(Stored items from a collection)
• • •

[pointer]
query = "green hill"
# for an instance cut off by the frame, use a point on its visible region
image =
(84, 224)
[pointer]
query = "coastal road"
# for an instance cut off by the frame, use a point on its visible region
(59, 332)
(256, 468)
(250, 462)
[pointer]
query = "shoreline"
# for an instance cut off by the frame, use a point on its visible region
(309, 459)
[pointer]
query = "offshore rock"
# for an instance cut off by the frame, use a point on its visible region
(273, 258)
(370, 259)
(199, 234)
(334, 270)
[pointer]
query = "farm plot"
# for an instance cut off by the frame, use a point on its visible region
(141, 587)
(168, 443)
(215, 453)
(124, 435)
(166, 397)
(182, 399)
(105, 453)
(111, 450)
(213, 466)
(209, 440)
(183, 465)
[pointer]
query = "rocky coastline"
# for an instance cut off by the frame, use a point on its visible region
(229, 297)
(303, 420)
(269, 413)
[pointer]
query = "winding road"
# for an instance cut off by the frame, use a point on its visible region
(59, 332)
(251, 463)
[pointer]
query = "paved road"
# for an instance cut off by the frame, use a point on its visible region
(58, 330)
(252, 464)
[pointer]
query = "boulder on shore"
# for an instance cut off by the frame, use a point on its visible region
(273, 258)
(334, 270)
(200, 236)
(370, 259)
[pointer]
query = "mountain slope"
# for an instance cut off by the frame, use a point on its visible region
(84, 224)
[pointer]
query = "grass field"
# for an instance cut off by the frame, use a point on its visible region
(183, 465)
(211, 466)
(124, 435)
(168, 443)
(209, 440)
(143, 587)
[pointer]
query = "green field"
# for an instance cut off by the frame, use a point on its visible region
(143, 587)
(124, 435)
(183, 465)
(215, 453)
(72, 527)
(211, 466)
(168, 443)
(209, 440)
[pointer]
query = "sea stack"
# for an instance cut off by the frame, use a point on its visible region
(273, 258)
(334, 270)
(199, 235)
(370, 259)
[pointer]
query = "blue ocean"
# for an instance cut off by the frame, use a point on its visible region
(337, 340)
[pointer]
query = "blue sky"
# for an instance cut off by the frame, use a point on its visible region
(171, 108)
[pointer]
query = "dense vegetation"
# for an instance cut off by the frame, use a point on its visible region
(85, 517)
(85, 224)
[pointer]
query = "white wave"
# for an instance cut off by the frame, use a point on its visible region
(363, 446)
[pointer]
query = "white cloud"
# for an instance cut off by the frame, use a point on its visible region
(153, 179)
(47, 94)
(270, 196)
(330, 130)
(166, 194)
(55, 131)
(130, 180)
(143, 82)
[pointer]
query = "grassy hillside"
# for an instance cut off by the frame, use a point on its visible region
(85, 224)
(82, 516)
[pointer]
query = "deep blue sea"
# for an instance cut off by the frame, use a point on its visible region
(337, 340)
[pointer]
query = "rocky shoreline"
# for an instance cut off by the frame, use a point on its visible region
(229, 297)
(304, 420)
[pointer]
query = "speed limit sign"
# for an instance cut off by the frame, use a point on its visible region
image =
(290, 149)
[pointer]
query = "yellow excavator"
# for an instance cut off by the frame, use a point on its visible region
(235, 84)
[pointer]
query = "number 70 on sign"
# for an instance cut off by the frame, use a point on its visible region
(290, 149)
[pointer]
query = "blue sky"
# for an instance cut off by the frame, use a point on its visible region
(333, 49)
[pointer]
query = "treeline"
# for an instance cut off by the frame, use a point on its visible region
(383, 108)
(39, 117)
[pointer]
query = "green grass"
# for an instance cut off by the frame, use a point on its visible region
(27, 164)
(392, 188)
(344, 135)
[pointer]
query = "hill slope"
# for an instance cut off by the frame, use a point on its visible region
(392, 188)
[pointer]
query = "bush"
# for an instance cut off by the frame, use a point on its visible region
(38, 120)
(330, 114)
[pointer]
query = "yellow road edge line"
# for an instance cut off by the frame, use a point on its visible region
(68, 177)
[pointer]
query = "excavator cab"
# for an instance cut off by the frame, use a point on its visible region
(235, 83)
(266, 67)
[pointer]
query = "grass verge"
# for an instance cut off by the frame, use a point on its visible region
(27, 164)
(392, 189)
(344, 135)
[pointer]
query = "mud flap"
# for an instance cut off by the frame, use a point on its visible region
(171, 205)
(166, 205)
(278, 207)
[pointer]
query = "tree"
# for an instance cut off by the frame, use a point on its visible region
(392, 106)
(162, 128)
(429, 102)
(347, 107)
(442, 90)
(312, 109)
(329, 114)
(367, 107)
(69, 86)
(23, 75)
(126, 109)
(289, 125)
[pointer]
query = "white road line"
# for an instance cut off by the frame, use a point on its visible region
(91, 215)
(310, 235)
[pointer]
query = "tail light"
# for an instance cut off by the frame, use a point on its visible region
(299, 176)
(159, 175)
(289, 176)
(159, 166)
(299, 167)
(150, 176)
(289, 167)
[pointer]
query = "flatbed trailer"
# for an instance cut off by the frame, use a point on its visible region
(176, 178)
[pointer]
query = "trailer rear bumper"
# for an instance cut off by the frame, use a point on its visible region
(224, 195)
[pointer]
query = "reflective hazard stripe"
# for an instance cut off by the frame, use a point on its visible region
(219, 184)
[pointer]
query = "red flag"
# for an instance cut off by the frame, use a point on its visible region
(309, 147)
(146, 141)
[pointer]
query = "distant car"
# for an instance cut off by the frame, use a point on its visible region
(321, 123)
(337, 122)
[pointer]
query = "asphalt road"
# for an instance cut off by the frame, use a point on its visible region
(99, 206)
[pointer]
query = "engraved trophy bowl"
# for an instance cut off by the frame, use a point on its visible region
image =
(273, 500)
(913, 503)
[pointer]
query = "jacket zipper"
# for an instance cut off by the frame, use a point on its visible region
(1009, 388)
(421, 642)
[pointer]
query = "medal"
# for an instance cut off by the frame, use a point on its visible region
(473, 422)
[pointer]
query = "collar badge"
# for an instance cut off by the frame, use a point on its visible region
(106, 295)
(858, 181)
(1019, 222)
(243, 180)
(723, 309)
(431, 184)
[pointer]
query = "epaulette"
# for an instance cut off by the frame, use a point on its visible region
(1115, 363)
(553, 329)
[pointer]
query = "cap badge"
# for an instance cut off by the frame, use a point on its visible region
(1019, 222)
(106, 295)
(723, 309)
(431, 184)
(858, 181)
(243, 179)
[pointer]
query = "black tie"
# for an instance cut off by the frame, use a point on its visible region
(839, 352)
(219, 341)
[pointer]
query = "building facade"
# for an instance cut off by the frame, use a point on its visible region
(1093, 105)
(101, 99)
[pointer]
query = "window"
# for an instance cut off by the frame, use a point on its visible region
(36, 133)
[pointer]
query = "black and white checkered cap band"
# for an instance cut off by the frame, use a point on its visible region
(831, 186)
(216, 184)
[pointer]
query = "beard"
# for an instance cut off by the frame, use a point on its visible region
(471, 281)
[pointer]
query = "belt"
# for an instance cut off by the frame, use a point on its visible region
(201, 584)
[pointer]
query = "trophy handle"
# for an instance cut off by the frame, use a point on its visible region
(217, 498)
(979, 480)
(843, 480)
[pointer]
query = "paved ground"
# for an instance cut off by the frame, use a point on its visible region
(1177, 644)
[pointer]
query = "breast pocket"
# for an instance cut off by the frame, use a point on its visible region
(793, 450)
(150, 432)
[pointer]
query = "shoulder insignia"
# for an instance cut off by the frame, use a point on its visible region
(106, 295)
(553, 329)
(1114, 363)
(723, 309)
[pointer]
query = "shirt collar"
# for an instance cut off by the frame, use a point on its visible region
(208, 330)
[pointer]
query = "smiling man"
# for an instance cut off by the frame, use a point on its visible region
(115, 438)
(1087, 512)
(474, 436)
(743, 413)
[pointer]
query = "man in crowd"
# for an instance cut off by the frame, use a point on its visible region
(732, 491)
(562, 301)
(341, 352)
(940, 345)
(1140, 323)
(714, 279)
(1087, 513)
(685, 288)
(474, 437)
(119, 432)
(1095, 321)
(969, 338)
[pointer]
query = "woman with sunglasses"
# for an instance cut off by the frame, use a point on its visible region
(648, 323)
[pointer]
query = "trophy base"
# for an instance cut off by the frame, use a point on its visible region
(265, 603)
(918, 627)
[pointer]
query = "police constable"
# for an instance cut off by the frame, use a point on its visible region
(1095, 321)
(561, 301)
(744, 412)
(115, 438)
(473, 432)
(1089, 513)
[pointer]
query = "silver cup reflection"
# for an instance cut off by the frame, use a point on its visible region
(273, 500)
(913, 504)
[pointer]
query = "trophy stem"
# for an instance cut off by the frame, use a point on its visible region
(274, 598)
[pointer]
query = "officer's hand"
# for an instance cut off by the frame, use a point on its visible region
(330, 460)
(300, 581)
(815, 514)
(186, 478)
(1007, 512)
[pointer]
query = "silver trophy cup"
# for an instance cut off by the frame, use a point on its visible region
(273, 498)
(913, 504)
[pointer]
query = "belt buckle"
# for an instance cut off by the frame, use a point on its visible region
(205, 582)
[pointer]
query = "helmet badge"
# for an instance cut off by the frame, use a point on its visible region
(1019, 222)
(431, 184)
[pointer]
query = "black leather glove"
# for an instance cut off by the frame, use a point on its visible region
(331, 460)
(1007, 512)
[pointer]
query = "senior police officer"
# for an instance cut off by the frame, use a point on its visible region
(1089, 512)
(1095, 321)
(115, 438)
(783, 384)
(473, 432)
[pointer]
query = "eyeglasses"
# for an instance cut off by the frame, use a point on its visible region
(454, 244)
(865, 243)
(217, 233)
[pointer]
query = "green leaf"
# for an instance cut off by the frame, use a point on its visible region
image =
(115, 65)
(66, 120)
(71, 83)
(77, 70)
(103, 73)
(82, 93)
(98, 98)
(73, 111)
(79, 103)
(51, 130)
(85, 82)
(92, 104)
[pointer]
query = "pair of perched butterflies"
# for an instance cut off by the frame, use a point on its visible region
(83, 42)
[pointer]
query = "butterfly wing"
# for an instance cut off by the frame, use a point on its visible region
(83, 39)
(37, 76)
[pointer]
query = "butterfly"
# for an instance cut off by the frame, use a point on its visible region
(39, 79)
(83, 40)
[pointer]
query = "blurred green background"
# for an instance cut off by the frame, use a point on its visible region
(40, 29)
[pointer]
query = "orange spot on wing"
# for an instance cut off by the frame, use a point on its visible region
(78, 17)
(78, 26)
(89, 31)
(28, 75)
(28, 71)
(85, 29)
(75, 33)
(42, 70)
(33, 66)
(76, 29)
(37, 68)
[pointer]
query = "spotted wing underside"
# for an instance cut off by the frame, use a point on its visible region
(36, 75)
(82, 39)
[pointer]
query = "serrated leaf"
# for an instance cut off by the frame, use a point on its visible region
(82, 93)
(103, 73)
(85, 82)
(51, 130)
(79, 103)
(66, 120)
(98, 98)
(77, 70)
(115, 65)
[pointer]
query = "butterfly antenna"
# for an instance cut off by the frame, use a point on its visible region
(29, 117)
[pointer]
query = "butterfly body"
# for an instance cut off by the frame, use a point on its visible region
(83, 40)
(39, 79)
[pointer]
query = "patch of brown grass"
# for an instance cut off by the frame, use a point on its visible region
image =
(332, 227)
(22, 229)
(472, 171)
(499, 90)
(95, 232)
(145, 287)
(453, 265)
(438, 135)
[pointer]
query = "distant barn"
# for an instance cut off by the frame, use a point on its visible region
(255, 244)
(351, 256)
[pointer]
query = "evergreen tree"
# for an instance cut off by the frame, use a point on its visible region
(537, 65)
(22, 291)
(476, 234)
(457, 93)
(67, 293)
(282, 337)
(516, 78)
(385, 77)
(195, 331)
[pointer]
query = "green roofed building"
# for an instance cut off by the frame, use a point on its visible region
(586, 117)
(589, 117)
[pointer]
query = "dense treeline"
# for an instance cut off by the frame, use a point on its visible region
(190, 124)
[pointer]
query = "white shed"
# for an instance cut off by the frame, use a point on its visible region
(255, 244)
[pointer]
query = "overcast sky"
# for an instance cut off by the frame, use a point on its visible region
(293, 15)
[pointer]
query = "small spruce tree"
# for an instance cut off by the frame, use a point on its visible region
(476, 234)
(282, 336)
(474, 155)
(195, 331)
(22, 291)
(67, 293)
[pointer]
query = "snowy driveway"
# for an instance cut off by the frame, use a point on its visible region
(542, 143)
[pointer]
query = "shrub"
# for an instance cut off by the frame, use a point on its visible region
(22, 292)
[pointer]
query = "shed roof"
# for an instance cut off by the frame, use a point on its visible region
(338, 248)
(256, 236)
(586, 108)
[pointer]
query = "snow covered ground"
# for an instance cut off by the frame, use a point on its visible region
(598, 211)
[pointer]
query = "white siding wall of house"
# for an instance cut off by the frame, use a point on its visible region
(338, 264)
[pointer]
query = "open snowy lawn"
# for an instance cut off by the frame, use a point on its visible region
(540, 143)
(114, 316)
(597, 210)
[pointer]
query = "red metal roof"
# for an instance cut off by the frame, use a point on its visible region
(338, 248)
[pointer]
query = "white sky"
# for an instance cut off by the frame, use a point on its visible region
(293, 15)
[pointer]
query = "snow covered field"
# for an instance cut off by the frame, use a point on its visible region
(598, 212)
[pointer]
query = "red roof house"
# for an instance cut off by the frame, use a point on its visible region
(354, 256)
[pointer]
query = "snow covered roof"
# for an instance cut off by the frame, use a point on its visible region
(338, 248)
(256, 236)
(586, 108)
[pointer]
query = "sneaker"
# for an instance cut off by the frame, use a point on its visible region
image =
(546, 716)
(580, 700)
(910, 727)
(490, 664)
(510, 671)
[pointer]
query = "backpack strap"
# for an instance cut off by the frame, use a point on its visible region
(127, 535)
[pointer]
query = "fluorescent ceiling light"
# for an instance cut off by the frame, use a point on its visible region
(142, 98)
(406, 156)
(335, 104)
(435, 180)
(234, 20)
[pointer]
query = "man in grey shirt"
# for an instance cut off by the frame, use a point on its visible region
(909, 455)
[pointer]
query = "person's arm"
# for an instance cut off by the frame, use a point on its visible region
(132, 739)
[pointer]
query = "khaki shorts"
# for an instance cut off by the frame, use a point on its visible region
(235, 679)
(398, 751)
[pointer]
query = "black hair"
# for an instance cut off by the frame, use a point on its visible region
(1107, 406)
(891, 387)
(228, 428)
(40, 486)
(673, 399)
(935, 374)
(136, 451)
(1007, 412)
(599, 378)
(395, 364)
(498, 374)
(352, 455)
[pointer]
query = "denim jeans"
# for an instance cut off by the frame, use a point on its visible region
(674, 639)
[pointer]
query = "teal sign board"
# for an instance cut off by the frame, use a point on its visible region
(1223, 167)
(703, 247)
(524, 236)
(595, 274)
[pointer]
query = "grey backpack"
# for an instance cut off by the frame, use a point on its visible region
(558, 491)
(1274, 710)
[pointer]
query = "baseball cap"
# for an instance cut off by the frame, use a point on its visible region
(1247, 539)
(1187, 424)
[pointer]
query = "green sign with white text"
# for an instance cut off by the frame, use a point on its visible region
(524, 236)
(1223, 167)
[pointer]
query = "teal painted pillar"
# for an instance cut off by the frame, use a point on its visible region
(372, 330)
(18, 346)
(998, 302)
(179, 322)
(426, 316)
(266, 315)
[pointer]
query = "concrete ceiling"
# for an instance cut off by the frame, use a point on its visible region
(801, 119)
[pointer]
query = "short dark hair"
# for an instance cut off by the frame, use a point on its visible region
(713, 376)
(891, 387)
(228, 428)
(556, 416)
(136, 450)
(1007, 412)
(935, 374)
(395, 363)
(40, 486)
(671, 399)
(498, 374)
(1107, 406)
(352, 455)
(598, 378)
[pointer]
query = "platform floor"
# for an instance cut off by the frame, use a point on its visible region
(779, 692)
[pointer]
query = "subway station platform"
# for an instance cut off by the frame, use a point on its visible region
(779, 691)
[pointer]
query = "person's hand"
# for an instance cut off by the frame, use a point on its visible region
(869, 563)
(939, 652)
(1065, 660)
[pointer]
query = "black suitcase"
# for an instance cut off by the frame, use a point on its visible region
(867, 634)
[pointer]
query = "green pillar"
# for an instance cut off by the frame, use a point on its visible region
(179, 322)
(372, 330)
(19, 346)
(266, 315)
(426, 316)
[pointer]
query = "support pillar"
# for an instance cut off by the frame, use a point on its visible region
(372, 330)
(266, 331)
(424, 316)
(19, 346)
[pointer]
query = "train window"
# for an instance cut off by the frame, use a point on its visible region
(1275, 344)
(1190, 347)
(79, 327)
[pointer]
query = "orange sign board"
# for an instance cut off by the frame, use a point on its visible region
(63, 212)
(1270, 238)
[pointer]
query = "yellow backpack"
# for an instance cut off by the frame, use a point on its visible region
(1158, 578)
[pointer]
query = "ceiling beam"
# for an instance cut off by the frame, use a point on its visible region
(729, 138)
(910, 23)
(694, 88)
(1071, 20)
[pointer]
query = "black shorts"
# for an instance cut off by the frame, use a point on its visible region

• • •

What is required: List the lines of the entries that include "excavator".

Answer area:
query = "yellow excavator"
query = "excavator cab"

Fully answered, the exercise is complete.